══ Data for analysis ══
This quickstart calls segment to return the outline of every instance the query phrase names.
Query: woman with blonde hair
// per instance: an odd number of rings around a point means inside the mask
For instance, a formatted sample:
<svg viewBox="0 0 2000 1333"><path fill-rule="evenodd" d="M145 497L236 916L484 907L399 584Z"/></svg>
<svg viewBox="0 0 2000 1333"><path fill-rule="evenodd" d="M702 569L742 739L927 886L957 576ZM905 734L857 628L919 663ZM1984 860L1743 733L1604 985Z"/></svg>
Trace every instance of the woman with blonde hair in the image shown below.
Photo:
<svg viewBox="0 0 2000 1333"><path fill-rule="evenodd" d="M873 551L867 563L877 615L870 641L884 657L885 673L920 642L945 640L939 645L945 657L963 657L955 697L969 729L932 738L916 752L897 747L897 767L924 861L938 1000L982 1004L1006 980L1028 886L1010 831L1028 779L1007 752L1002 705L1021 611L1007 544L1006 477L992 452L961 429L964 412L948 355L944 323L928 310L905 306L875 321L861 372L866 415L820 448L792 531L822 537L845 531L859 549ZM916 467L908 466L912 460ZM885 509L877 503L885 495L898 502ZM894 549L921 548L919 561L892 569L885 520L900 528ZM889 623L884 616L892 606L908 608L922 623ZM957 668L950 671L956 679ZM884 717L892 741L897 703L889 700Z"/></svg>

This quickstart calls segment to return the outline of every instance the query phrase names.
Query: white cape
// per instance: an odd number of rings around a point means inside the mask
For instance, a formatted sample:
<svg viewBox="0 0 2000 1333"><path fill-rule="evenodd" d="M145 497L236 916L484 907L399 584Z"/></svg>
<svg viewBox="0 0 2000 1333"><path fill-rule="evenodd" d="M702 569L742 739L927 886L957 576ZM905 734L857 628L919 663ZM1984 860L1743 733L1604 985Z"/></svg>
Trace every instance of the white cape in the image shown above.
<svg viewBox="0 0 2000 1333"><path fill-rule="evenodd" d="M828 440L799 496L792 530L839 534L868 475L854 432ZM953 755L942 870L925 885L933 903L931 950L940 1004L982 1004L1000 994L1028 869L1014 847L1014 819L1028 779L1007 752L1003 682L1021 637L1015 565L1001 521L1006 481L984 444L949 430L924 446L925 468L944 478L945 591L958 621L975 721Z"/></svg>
═══
Exercise goal →
Repeat each of the records exactly as written.

Answer section →
This quickstart calls segment to return the outline of every instance the query phrase names.
Query: woman with blonde hair
// per instance: an odd number of rings around a point means inside the mask
For instance, a formatted sample:
<svg viewBox="0 0 2000 1333"><path fill-rule="evenodd" d="M145 497L236 916L484 907L399 584Z"/></svg>
<svg viewBox="0 0 2000 1333"><path fill-rule="evenodd" d="M702 569L742 739L927 886L957 576ZM905 734L857 628L919 663ZM1984 860L1743 733L1604 985Z"/></svg>
Trace every instance of the woman with blonde hair in the image shown below.
Photo:
<svg viewBox="0 0 2000 1333"><path fill-rule="evenodd" d="M873 551L867 563L877 615L870 641L884 657L885 673L920 642L945 640L939 645L945 657L963 657L955 697L969 729L932 738L916 752L897 747L897 767L924 861L938 1000L982 1004L1006 980L1028 886L1010 831L1028 779L1007 752L1002 705L1021 611L1007 544L1006 477L992 452L961 429L964 412L948 355L944 323L928 310L905 306L875 321L861 372L866 415L820 448L792 531L822 537L845 531L859 549ZM916 467L908 466L912 460ZM885 509L877 503L885 495L898 502ZM894 549L921 548L919 561L892 569L885 520L900 528ZM889 623L884 616L892 606L908 608L922 623ZM957 668L950 671L956 679ZM884 717L892 741L897 703L889 700Z"/></svg>

This quickstart calls segment to return the outline of every instance the query phrase names.
Query: white cape
// per instance: an odd number of rings around a point means inside the mask
For instance, a formatted sample:
<svg viewBox="0 0 2000 1333"><path fill-rule="evenodd" d="M145 497L236 916L484 907L399 584Z"/></svg>
<svg viewBox="0 0 2000 1333"><path fill-rule="evenodd" d="M702 569L742 739L927 886L957 576ZM905 734L857 628L919 663ZM1984 860L1743 733L1604 985Z"/></svg>
Trace every instance of the white cape in the image shown above.
<svg viewBox="0 0 2000 1333"><path fill-rule="evenodd" d="M828 440L799 496L792 530L839 534L868 475L854 432ZM953 755L942 870L925 885L933 903L931 950L940 1004L982 1004L1000 994L1028 869L1014 847L1014 819L1028 779L1007 752L1003 682L1021 637L1015 565L1001 521L1006 481L984 444L949 430L924 446L925 468L944 478L945 591L958 621L975 721Z"/></svg>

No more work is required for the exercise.